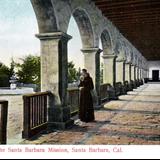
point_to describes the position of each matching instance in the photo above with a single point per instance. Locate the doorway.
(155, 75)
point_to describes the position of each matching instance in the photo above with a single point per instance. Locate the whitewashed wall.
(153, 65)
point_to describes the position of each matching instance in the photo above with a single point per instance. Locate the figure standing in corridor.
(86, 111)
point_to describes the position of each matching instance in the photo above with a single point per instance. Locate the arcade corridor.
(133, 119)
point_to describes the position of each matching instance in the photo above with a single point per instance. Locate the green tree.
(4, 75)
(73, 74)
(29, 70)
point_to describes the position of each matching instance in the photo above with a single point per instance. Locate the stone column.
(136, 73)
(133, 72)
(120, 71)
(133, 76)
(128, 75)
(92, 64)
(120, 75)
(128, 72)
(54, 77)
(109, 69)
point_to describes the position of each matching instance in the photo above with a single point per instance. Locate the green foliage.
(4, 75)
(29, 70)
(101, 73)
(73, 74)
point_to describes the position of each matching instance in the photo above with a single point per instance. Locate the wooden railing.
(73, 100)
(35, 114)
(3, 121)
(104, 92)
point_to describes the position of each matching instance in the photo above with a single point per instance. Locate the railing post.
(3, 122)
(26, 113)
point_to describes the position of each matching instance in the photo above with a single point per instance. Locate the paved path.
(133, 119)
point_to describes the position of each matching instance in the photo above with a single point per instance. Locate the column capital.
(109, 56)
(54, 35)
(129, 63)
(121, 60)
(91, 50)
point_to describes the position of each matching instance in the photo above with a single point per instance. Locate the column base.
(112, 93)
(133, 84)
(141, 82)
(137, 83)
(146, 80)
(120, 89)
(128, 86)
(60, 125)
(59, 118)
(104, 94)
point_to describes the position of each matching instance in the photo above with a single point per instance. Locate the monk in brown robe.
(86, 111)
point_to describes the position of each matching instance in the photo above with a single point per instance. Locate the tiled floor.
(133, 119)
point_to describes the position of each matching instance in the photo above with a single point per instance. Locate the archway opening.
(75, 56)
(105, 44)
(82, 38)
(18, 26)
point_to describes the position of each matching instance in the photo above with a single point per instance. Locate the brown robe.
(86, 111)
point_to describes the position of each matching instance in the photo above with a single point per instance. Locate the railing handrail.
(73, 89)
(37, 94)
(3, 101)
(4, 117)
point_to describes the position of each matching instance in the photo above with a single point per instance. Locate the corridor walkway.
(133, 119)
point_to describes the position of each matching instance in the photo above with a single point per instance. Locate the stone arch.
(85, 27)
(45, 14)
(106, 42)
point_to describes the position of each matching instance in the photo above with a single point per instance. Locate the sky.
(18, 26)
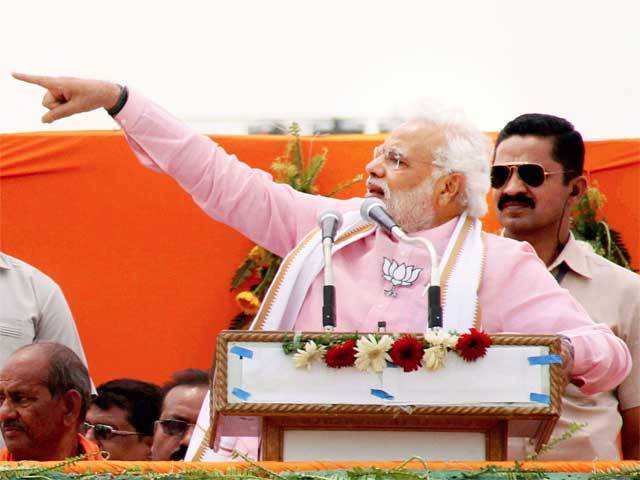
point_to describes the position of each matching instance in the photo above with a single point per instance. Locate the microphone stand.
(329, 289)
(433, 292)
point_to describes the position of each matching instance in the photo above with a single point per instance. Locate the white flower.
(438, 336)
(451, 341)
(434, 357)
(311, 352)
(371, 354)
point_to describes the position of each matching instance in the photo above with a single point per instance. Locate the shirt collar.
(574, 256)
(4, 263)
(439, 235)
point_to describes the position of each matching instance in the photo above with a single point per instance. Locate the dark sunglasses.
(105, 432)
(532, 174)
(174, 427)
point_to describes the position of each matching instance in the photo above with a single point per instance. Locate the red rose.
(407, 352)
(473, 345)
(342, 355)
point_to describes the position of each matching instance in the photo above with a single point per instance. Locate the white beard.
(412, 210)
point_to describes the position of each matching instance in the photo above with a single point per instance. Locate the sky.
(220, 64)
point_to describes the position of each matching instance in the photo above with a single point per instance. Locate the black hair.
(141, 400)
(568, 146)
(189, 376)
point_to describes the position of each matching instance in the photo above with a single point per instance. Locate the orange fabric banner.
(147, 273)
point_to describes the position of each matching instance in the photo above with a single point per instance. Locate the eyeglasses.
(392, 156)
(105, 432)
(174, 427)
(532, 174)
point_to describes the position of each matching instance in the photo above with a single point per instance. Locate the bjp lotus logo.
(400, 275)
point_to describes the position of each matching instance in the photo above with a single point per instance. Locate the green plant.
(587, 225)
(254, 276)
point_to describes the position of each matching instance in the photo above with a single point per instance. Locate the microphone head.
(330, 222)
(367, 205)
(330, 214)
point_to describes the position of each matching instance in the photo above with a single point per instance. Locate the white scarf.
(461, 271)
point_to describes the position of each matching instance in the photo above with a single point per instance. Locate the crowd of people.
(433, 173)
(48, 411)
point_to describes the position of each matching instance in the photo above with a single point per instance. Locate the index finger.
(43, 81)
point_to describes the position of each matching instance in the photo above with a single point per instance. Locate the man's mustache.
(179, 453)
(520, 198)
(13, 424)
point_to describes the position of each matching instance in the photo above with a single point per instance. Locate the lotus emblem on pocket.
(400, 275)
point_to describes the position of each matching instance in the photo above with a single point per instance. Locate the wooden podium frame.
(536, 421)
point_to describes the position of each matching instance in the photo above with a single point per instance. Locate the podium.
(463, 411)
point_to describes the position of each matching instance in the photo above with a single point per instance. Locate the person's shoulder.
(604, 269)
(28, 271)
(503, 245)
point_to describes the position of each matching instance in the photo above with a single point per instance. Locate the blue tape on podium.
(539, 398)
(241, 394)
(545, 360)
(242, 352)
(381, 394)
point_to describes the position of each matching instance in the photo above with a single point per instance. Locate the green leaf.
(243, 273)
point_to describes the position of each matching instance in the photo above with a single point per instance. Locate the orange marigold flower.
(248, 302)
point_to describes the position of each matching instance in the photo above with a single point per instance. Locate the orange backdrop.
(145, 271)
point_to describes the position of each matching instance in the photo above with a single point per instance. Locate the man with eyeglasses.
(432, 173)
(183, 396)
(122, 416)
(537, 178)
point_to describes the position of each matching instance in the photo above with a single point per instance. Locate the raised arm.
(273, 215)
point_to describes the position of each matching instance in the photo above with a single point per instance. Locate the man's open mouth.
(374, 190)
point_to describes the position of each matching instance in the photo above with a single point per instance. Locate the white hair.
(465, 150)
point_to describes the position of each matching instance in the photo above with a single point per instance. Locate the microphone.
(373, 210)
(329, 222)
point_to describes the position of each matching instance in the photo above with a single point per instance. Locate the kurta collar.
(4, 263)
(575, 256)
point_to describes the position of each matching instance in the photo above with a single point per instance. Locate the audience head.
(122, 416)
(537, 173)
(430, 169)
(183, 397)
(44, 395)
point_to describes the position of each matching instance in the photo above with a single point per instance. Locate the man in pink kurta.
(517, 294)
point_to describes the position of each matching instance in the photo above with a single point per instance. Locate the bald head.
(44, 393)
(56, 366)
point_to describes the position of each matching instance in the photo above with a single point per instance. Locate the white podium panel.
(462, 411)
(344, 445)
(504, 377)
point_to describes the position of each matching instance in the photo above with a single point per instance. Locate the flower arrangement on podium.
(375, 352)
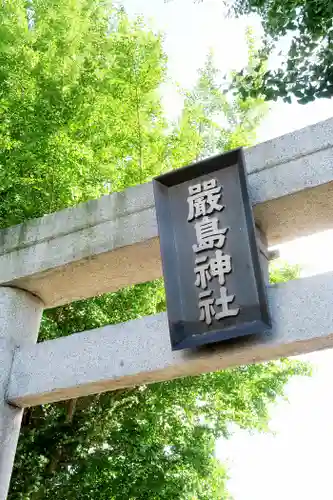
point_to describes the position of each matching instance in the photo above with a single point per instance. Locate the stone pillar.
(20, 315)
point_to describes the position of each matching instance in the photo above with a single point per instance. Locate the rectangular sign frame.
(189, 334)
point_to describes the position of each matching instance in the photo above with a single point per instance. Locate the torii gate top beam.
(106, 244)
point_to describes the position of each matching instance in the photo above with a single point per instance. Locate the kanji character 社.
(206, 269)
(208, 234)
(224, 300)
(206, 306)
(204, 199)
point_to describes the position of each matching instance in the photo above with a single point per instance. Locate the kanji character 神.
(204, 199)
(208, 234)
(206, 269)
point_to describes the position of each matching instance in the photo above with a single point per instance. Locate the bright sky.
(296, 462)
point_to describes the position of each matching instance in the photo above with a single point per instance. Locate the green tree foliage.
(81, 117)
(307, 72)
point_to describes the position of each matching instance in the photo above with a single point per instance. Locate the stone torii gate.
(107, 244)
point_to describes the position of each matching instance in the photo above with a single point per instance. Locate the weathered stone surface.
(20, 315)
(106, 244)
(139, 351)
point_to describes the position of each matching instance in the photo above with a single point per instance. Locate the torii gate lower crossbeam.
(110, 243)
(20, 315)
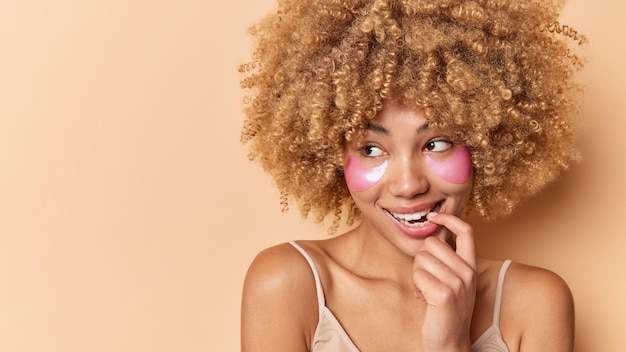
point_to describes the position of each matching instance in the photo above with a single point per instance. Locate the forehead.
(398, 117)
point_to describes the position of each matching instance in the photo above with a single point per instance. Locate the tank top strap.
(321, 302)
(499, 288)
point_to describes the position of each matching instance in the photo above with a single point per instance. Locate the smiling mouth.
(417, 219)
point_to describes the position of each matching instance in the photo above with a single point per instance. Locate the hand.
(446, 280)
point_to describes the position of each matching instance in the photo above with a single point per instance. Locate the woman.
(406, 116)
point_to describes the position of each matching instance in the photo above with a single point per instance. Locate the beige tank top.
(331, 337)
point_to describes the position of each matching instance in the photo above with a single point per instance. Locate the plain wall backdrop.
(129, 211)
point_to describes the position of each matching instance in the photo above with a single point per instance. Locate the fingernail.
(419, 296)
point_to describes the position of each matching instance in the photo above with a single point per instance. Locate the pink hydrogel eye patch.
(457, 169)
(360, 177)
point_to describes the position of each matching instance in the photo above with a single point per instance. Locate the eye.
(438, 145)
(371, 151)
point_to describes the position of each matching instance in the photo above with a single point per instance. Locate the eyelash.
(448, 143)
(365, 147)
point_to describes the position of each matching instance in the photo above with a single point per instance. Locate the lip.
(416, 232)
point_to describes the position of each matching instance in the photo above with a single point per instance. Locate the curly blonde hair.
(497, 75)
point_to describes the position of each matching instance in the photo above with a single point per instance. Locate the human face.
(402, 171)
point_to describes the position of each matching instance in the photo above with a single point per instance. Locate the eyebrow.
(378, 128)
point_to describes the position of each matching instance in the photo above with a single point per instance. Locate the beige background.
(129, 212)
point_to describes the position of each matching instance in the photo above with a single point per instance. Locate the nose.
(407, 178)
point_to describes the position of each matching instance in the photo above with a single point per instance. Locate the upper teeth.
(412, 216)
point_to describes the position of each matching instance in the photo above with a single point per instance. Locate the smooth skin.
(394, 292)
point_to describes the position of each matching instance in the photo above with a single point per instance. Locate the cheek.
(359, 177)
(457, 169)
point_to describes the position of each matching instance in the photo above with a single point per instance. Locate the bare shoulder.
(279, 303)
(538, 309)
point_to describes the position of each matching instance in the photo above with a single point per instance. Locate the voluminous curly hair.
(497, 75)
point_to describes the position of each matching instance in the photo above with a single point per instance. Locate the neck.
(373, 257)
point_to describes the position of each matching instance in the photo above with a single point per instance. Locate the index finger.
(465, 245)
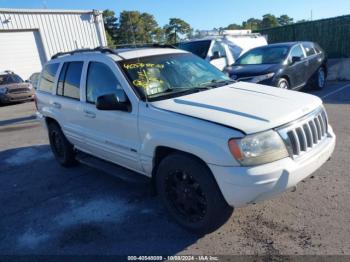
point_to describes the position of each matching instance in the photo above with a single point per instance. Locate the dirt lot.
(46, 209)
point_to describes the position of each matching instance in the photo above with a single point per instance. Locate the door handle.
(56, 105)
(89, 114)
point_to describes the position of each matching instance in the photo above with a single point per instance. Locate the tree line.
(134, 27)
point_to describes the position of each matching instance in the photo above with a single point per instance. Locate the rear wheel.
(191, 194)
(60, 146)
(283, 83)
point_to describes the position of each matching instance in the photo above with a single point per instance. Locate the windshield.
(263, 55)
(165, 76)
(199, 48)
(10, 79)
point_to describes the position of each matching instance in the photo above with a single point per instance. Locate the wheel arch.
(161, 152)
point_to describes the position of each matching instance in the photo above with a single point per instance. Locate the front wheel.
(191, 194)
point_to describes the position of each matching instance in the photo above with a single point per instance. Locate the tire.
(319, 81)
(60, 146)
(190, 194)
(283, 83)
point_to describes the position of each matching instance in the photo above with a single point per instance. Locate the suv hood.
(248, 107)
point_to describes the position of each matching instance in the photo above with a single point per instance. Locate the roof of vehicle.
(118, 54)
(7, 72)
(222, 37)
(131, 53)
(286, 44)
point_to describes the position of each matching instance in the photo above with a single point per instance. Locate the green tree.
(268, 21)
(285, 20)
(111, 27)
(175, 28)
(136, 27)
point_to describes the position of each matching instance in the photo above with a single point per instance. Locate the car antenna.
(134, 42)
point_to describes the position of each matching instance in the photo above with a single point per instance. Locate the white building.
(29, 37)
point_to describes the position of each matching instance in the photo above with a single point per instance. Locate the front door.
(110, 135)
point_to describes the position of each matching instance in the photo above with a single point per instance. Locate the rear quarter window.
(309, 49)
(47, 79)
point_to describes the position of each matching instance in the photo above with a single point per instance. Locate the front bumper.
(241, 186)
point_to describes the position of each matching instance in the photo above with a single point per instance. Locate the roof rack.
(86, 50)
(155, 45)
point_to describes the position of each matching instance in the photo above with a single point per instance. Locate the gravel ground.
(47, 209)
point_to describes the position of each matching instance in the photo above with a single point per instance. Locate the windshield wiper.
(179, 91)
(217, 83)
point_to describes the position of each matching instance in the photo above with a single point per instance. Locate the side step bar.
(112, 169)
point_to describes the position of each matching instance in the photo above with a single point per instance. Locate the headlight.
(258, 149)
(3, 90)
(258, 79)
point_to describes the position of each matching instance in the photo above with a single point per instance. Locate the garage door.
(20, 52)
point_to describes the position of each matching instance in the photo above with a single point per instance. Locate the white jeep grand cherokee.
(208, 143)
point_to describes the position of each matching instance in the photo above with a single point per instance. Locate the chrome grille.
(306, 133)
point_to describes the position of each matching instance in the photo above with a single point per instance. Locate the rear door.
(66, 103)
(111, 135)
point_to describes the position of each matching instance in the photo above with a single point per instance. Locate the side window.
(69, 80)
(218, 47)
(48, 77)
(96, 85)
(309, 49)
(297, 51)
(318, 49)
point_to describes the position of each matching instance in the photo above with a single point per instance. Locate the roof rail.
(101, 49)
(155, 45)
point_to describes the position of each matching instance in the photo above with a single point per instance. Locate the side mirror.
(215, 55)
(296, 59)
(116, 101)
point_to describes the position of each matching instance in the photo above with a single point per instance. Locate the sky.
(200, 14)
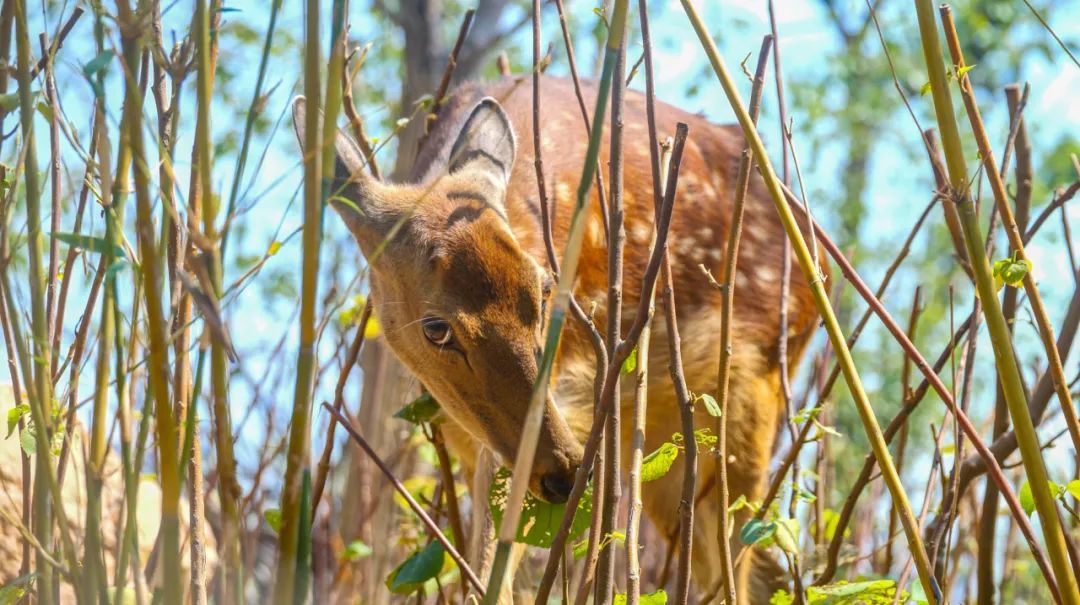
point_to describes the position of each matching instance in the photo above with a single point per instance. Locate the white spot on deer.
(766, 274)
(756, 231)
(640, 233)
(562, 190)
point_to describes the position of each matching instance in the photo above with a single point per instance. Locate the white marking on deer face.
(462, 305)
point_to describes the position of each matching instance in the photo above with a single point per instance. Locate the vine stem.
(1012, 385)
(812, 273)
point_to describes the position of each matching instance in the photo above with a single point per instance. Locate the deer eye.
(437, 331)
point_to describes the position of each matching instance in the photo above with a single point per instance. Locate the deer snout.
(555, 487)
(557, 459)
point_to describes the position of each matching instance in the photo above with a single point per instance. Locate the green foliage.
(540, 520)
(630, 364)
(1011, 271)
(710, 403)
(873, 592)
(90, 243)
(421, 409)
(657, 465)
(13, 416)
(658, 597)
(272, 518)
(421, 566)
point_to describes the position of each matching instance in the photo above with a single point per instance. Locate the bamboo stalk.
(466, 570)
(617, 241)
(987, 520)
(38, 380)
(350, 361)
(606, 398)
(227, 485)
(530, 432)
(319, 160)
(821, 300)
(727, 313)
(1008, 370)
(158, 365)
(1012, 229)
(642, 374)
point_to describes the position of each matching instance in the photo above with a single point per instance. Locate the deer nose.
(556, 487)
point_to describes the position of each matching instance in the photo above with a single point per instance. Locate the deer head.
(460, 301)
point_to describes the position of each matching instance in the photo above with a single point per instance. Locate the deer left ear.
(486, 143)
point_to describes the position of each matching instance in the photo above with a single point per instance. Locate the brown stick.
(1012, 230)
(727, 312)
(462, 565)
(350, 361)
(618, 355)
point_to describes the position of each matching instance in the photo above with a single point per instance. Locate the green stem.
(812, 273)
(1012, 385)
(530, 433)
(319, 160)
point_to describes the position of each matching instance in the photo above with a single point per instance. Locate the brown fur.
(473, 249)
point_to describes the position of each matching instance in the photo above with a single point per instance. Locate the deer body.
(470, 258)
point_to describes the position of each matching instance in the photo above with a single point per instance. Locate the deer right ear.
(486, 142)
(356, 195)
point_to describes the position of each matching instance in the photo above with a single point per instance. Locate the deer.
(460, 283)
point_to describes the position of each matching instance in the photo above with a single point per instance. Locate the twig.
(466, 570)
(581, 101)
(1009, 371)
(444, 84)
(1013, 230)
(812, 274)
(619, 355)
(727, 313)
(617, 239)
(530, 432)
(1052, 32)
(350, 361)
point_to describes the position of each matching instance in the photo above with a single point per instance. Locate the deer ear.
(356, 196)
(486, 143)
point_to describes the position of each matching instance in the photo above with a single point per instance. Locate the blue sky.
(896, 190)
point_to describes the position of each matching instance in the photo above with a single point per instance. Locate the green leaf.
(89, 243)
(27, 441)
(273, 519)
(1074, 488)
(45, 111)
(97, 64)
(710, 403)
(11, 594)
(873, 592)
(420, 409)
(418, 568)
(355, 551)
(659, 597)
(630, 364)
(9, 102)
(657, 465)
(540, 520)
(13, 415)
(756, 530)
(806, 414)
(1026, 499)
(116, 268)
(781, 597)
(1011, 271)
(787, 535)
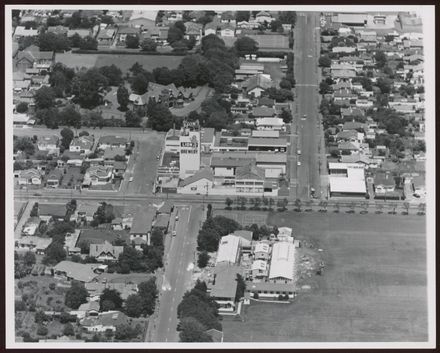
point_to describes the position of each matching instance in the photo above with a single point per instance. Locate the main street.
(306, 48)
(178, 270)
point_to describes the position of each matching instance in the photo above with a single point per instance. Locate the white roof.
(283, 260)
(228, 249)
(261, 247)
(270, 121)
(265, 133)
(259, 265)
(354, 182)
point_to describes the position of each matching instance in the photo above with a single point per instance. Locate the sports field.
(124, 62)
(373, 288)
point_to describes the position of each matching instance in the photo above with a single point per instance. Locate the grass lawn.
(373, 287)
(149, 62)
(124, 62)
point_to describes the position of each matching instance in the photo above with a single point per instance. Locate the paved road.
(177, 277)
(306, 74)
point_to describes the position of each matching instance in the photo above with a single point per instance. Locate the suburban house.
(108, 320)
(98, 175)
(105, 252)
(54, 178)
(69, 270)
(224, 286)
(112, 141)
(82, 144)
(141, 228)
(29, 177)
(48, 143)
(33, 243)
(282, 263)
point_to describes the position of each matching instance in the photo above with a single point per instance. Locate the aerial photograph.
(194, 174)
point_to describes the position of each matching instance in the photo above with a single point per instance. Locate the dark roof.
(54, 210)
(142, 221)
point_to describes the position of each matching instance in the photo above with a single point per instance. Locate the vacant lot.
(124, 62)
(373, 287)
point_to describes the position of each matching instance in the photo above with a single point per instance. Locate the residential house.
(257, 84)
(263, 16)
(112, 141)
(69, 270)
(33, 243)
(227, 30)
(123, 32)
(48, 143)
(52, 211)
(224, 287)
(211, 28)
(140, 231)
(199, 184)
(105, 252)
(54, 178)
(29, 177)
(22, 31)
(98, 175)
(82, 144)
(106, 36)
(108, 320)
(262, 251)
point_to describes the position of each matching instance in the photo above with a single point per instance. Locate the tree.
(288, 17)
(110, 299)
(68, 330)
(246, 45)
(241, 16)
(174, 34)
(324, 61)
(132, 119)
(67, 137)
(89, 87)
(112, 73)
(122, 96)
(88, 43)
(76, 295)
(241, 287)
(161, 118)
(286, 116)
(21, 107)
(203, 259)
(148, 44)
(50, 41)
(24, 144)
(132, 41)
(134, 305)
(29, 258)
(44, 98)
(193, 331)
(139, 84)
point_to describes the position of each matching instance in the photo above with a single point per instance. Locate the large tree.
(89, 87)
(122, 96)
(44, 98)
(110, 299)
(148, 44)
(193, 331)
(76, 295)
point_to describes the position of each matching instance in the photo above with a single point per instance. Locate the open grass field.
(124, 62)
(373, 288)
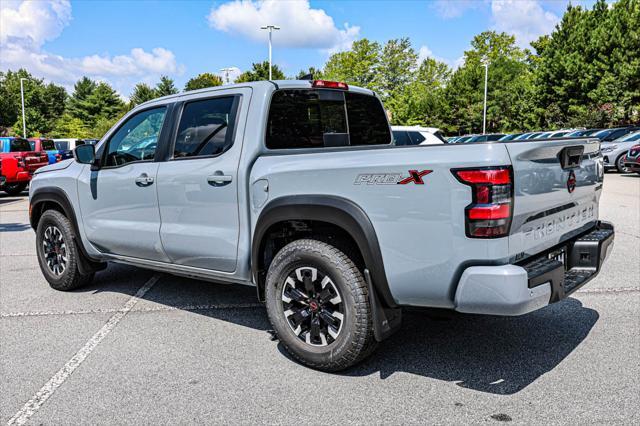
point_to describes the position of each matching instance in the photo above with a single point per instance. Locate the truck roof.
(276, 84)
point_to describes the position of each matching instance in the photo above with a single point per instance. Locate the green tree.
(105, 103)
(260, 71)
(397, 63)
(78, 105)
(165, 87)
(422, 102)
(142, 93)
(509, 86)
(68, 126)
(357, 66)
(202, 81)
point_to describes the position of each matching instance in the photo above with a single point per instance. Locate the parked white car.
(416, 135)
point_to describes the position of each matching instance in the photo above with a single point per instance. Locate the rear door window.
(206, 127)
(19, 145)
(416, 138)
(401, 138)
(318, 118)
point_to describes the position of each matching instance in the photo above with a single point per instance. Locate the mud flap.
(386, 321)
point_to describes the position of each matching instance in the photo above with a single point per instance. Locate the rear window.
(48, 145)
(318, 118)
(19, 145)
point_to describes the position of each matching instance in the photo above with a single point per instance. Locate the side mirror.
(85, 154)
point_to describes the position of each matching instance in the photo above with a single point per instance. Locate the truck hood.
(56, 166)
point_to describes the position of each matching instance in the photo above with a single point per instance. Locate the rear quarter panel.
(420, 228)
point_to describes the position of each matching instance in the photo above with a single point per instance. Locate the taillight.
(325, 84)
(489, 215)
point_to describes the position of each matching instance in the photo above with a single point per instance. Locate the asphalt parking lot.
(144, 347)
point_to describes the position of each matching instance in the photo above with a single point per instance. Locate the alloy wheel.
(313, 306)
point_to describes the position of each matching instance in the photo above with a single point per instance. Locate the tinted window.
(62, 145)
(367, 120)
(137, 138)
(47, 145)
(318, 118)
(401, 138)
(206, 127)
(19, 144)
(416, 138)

....

> What is being asked
Repeat the lines from the one containing "rear quarter panel." through the end of the listing, exactly and without any other lines; both ends are included.

> Written solution
point_to describes the position of each matching instance in the photo above with a single point per instance. Locate the rear quarter panel.
(420, 228)
point_to describes the position of each matching instance in the photo above with a single point per instance. Locate the taillight.
(325, 84)
(489, 215)
point_to describes the position of each matching instance in the photo above with a single point per instance. Locate the asphalt parking lot.
(144, 347)
point_to describes the position of each matching instance in the photo above with a single point per instance. Locate the alloy wheel.
(313, 306)
point_to describes the position of each matching instance in the photo above with a single point per instance. Locate the tinted window.
(62, 145)
(367, 120)
(137, 138)
(47, 145)
(318, 118)
(401, 138)
(206, 127)
(19, 144)
(416, 138)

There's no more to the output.